Top of Material provided

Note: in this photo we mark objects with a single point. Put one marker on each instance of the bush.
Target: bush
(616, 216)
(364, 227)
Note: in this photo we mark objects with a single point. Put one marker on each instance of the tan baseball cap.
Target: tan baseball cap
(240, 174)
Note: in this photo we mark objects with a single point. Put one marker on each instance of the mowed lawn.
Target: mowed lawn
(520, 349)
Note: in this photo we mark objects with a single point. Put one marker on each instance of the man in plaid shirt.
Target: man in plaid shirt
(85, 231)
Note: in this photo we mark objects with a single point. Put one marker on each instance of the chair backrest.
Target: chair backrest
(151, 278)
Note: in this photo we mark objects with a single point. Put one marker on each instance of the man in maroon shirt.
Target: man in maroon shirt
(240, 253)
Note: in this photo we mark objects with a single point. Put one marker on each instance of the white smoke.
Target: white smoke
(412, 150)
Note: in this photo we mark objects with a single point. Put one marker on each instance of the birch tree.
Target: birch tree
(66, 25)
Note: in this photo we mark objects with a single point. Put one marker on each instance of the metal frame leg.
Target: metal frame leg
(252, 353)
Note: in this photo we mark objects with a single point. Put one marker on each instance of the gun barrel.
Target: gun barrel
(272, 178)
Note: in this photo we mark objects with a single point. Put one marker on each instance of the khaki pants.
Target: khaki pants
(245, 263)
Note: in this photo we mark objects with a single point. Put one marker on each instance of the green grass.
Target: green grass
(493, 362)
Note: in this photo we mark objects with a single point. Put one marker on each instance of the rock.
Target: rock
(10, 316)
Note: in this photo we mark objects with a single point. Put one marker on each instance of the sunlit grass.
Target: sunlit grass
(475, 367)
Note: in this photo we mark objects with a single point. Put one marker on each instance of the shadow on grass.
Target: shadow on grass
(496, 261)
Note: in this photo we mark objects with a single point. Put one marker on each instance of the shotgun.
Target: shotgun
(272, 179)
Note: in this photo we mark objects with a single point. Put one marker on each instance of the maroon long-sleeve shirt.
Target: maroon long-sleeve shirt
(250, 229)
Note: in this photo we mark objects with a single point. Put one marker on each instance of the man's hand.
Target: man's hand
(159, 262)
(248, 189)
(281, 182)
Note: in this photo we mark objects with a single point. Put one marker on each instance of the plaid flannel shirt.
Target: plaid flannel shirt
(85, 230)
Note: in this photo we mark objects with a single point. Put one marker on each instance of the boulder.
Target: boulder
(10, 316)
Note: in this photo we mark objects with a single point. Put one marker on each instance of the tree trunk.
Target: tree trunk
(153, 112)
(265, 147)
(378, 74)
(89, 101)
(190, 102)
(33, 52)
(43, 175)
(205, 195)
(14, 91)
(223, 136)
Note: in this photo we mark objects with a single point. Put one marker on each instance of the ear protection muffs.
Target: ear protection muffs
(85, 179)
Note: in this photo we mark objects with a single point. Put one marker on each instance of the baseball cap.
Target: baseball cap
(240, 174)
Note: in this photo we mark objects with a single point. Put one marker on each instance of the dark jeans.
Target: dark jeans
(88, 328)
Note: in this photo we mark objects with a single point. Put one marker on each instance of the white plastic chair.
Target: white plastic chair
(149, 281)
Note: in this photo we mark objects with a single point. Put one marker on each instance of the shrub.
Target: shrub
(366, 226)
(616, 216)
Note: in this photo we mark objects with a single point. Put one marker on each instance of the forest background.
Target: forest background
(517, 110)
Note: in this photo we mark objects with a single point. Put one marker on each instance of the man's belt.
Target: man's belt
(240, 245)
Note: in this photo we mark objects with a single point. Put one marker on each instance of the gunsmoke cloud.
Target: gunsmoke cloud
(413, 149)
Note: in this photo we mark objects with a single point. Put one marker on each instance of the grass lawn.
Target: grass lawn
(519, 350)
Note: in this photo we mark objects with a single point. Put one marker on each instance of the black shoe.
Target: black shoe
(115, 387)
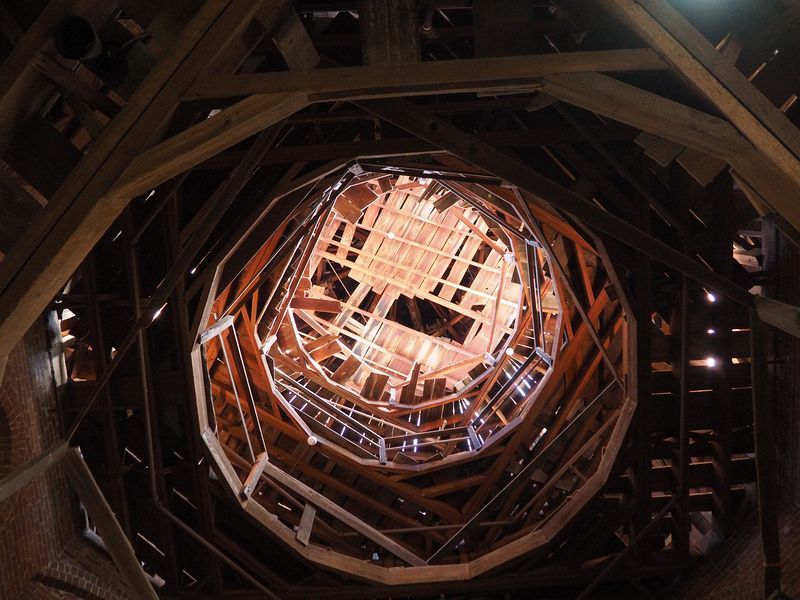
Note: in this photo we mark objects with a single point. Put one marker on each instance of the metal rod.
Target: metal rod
(227, 358)
(251, 399)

Bottom of Material provided

## [Work required]
Set down every entry above without alteration, but print no images.

## [Task output]
Note: in this photo we mark objects with a single point. Put one marker on each instance of the bush.
Target: bush
(616, 216)
(364, 227)
Note: in this photo we mark objects with a single point. Put one marker on each instance of the tan baseball cap.
Target: tan baseball cap
(240, 174)
Note: in this photo we mark objects with a single point. Put one marker on each instance of the mowed lawn.
Target: mowed lawn
(520, 349)
Note: in this photo we mark objects with a single point. Put one marker on each instance of the man in plaid shirt.
Target: man in plaid shirt
(85, 231)
Note: in this photo we mark objects with a single point. Put one marker on each instance of the chair backrest.
Target: chair backrest
(151, 278)
Note: in this photo we mark objects with a single point. Put one marker on each instance of the man in maroon shirt.
Target: man in maroon shirt
(240, 253)
Note: in this photo we mark objects with a single point. Put one marker on each instance of the white smoke.
Target: white smoke
(412, 150)
Note: in this photo we mark objects with a single point. Put one marker on each instance of the birch tree.
Target: birch tree
(66, 25)
Note: in this photo we mark objects with a single point. Put one marker on each instance of the metal frame leg.
Target: metal frame leg
(252, 353)
Note: in this photo we mark objects with a single point. Put one marker on each instance of the gun barrel.
Target: gun barrel
(272, 178)
Note: in this photo we mark objects with a single point. Put one marker on each instance of the khaki pants.
Target: khaki pants
(245, 263)
Note: in this photo we mark objects with a single point. Put one marker on each instance of the green grass.
Target: green grass
(493, 362)
Note: in this photo we mark objects with a single point. Put one marker on each instance of the rock.
Target: rock
(10, 316)
Note: in this photo we mark objects with a single point. Put one marker on each instance of the sunlit grass.
Target: sunlit grass
(475, 367)
Note: in this photo we mark objects with a single point. Put one marker on each instance of the shadow on grass.
Target: shadow on grass
(496, 261)
Note: in this photo we mark objects with a single point. Put one marker on each instance of the shotgun.
Target: shotgun
(272, 179)
Note: in this photo we mark objects with a single point. Put one marker on each instance of the maroon long-sleeve shirt.
Target: maroon long-sleeve shirt
(250, 229)
Note: in this photo we mark objects with a single point. Put one marker on each instance of the man's hand.
Target: man's hand
(159, 262)
(248, 189)
(281, 182)
Note: in this photo we mark objects with a single point. Put one marker on each instance of the plaid flannel shirt.
Target: plaid flannel shirt
(85, 230)
Note: in this photo we mark objects with a single point. Put one marker on each instance of the boulder.
Target: boulder
(10, 316)
Note: in this photo we mark objects with a single point. Put one marker on each instance of the tree trunk.
Target: tree trunk
(153, 112)
(265, 147)
(378, 74)
(89, 101)
(190, 102)
(33, 52)
(43, 175)
(205, 195)
(14, 91)
(223, 136)
Note: in this photo we mark objects with a single point. Put one marker on each instance of the ear protection muffs.
Target: ear protection muffs
(85, 179)
Note: in this photo we mark objects with a single point. Put one marker on each instance of the baseball cap.
Target: baseball cap
(240, 174)
Note: in this photo we mark objects with a single point. Put one marker on each instance of the dark jeans.
Target: dark jeans
(88, 328)
Note: in this photo we mark objects with a single point. Put one marker on each instance of the white plastic chair.
Target: white plastic chair
(149, 281)
Note: in this photo we mark objects with a single point. Put one marker on each instance of the shrub.
Target: shrub
(366, 226)
(616, 216)
Note: in this photo we mark objects with a single point. Put one marker on each instance of the forest background.
Target: forest background
(517, 110)
Note: in this photo we mark objects with a single point. Put one marker on each instance of the man's belt.
Target: man's belt
(240, 245)
Note: in this photo we mark objects with a single point. Put one marker on each instance of the gunsmoke cloud.
Target: gunsmoke cloud
(413, 149)
Note: in this photo we mark objects with a single point. Put one marker on each instance of the grass lawn.
Target: grass lawn
(519, 350)
Note: in this photo we mark objects with a single point. Put one marker on each instance of the black shoe.
Target: black shoe
(115, 387)
Note: in this photo we mark objects with a single point. Put one marker on each instance of the metal rod.
Target: metal rod
(227, 358)
(251, 399)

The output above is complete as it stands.